:: Exercise description ::
The records that follow need to be printed exactly. Leave out each image.

BEGIN Data supplied

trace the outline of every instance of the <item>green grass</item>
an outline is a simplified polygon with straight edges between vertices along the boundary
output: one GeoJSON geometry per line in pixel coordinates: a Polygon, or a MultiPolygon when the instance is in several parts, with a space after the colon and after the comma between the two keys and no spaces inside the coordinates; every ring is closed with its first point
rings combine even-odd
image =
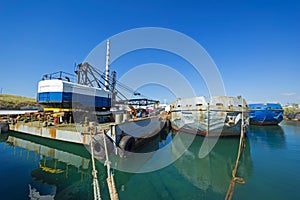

END Data supplied

:: Answer to this task ::
trace the outline of every instance of the <item>green grass</item>
an outline is a simplified polygon with straight edges between vertices along the boundary
output: one GeoJSON geometry per line in pixel coordinates: a Polygon, or a MultiPolygon when the instance is in several parts, with a space after the colon and after the comma between the two keys and no spaces inside the coordinates; every ring is closed with its first point
rings combine even-odd
image =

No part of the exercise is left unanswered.